● **Given text**:

If that were true, then it should be trivial to name these companies.

The reality is that the existing back up systems that have been perfected over the last 50 years or so are adequate, and much, much cheaper.

April 10, 2019 12:59 pm

It all boils down to the major character flaw inherent to Liberalism:

Liberals love to be lied to. They wallow in a mud pit lies like a happy pig in a smelly stye.
And the bigger the lies the better. They’ve become addicted to the lies to maintain their world-view, to keep reality, objectivity, and most of all the hard uncaring truth from shattering their world.

And 100% renewable is about as Big a lie can get. 100% Renewable is a believeable lie for the Left simply because they want it to be true. Profiteer-rentseekers like Mark Jacobsen at Stanford step as junkies selling more of that lie to desparate Liberals looking for a Lie Fix, a hit on Bong of Dishonesty. Jacobsen put forth simply bad engineering lies to give them hope that it is true. And when an outside group corrected him on the record in PNAS he desparately tried to sue them to get a retraction. He understood the damage such a peer rebuttal would do to his 100% renewable lie.

● **Stored data**:
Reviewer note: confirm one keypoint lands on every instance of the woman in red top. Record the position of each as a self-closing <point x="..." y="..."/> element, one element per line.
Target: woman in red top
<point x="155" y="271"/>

● **Task set**:
#1 Quote everything in the renewable energy comments from "April 10, 2019" down to "shattering their world.".
#2 Extend the renewable energy comments by writing on from their last sentence.
You won't need the listing for this work.

● **Replies**:
#1
April 10, 2019 12:59 pm

It all boils down to the major character flaw inherent to Liberalism:

Liberals love to be lied to. They wallow in a mud pit lies like a happy pig in a smelly stye.
And the bigger the lies the better. They’ve become addicted to the lies to maintain their world-view, to keep reality, objectivity, and most of all the hard uncaring truth from shattering their world.

#2
The 100% renewable lie is right up there with the CO2’s gonna wipe out the planet alarmist lie. It allows the Liberals to wallow in more lies to sustain a false world-view. Mann and the rest of his ilk are riding those climate lies for every dollars they can squeeze oit them.

That is until reality shatters their lie. A recent example is the Mueller Report of no Russia collusion andthe Trump Campaign. The Left media and many Democrats are still living in denial after wallowing in that pig stye of collusion lies for 2 years. CNN, MSNBC, NYT, and Slate, Media Mutters, etc. They all sold that lie to millions of hyperventilating TDS-afflicted Liberals to keep ratings and circulations and eyes glued to those outlets. The subscribers were merely a junkie getting their daily fix of lies about Trump, the Republicans, and of course climate change.